DATA SHOWN »
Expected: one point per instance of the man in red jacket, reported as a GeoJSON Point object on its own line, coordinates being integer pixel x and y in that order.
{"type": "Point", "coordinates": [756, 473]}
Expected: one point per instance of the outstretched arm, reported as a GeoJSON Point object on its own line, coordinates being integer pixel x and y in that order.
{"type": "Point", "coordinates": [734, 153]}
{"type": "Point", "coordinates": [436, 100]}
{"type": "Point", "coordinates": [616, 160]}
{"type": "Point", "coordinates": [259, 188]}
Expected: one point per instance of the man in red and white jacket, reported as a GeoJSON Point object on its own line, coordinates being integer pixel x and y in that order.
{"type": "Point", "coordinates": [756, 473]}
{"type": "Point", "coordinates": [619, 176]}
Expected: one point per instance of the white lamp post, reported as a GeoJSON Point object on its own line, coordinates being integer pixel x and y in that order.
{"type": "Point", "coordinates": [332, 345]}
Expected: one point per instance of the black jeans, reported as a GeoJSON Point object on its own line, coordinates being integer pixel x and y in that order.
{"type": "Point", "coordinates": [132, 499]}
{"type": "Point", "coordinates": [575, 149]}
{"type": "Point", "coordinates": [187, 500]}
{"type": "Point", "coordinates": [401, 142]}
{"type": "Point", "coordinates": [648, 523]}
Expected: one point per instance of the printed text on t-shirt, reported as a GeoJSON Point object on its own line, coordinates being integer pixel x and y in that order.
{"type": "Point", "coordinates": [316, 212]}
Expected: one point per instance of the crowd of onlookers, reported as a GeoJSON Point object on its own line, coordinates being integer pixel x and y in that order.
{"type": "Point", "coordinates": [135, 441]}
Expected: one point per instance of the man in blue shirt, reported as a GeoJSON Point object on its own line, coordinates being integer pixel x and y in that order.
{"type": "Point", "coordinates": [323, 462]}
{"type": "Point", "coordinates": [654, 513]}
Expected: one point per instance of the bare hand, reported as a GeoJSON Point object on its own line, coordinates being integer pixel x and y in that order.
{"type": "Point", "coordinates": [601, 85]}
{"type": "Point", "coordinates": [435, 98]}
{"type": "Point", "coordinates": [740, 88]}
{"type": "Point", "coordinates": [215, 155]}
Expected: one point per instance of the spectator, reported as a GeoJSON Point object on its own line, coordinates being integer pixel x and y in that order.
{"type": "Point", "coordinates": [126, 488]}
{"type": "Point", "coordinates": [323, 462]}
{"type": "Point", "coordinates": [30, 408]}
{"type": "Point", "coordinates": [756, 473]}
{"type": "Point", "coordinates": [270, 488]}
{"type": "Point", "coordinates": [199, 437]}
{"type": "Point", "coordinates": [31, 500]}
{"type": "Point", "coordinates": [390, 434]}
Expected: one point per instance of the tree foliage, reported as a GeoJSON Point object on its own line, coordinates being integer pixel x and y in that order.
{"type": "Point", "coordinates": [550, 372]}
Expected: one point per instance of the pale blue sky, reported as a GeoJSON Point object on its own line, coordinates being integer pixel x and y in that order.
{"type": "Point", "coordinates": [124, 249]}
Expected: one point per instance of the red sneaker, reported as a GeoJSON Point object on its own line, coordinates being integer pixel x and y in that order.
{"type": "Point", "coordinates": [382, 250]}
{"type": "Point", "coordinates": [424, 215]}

THE PROBLEM » Extract all of the data shown above and repeat it verbatim.

OUTPUT OF THE EXERCISE »
Expected: one point per instance of the man in red jacket, reported as a GeoJSON Point object on its own line, coordinates being integer pixel x and y in that order.
{"type": "Point", "coordinates": [756, 473]}
Expected: one point per instance of the outstretched arm, reported as a GeoJSON Point object on its own line, coordinates being integer pixel x and y in that order.
{"type": "Point", "coordinates": [734, 153]}
{"type": "Point", "coordinates": [436, 100]}
{"type": "Point", "coordinates": [616, 160]}
{"type": "Point", "coordinates": [259, 188]}
Expected: one point per instance of the man in red and white jacket, reported as a GeoJSON Point object on its own line, coordinates being integer pixel x and y in that order.
{"type": "Point", "coordinates": [756, 473]}
{"type": "Point", "coordinates": [619, 176]}
Expected: one point per instance of the white lamp post, reported as a GeoJSON Point object on its own line, coordinates being integer pixel x and y in that order.
{"type": "Point", "coordinates": [332, 345]}
Expected: one point per instance of the black jeans, reported as a GeoJSON Point object on its own line, coordinates being integer pixel x and y in that order.
{"type": "Point", "coordinates": [132, 499]}
{"type": "Point", "coordinates": [575, 149]}
{"type": "Point", "coordinates": [187, 500]}
{"type": "Point", "coordinates": [401, 142]}
{"type": "Point", "coordinates": [648, 523]}
Expected: one point per instance of the printed text on t-shirt, reported as a GeoJSON Point object on its own line, coordinates being integer pixel x and y in that order.
{"type": "Point", "coordinates": [316, 212]}
Expected: one point per instance of the crowd of onlookers, reported as a GeoJSON Point object on its own line, coordinates being integer pixel x and y in that order.
{"type": "Point", "coordinates": [135, 441]}
Expected: one point per instance of the man in blue shirt, reported as a GeoJSON Point object on its own line, coordinates being integer pixel x and y in that order.
{"type": "Point", "coordinates": [323, 462]}
{"type": "Point", "coordinates": [654, 513]}
Expected: one point per instance of the bare hand, reported as a GeoJSON Point object on its own line, coordinates being integer pixel x and y in that order.
{"type": "Point", "coordinates": [601, 85]}
{"type": "Point", "coordinates": [435, 98]}
{"type": "Point", "coordinates": [740, 88]}
{"type": "Point", "coordinates": [215, 155]}
Expected: one point per instance of the spectator, reported as a GeoJSON Point object on its own line, coordinates being integer pixel x and y in that order.
{"type": "Point", "coordinates": [126, 488]}
{"type": "Point", "coordinates": [323, 462]}
{"type": "Point", "coordinates": [30, 408]}
{"type": "Point", "coordinates": [756, 473]}
{"type": "Point", "coordinates": [270, 488]}
{"type": "Point", "coordinates": [199, 437]}
{"type": "Point", "coordinates": [31, 500]}
{"type": "Point", "coordinates": [390, 434]}
Expected: one point per instance of the tree foliage, reported as a GeoJSON Point object on its own line, coordinates being integer pixel x and y in that order.
{"type": "Point", "coordinates": [550, 372]}
Expected: one point per instance of the pale blue sky, reported as a GeoJSON Point object on its own line, coordinates being integer pixel x and y in that order.
{"type": "Point", "coordinates": [124, 249]}
Expected: one point per instance of the red sneaker, reported as a GeoJSON Point object on its own line, coordinates being integer pixel x and y in that order.
{"type": "Point", "coordinates": [382, 250]}
{"type": "Point", "coordinates": [424, 215]}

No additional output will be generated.